** Assignment **
Produce an exact copy of the lines from the line that contains "Query: small motorboat" to the end of the listing below.

Task data Block Start

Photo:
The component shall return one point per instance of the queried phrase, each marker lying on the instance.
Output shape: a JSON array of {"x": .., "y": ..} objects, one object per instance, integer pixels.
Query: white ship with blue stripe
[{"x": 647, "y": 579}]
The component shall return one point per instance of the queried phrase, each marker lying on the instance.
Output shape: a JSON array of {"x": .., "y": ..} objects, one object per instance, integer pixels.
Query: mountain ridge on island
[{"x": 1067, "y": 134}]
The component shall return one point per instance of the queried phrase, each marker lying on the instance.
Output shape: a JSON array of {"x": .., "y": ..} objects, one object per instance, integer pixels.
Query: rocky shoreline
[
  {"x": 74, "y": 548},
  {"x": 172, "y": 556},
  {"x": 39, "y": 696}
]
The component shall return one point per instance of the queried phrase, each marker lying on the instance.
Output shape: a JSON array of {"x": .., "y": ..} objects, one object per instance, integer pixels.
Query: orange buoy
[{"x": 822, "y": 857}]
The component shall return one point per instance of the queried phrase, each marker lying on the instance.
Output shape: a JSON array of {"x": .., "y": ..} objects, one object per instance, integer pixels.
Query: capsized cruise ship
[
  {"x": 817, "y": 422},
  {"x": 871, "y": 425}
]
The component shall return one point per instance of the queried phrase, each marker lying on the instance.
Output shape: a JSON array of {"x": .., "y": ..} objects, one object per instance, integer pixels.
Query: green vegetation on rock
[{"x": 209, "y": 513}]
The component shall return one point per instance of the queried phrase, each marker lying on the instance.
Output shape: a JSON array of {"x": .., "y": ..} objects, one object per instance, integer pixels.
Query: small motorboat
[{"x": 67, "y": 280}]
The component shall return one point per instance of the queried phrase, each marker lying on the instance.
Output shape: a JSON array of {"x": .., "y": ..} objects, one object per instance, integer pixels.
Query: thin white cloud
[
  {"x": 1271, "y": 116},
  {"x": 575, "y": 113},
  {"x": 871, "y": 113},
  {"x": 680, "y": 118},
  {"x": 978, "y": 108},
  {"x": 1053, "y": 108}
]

Task data Block End

** Your solution **
Query: small motorboat
[{"x": 67, "y": 280}]
The component shall return one point per instance of the queried phrase, each marker lying on the instance.
Output shape: a JSON array of {"x": .., "y": ..} objects, one object per instance, integer pixels.
Query: thin white cloud
[
  {"x": 1271, "y": 116},
  {"x": 575, "y": 113},
  {"x": 871, "y": 113},
  {"x": 680, "y": 118},
  {"x": 978, "y": 108},
  {"x": 1053, "y": 108}
]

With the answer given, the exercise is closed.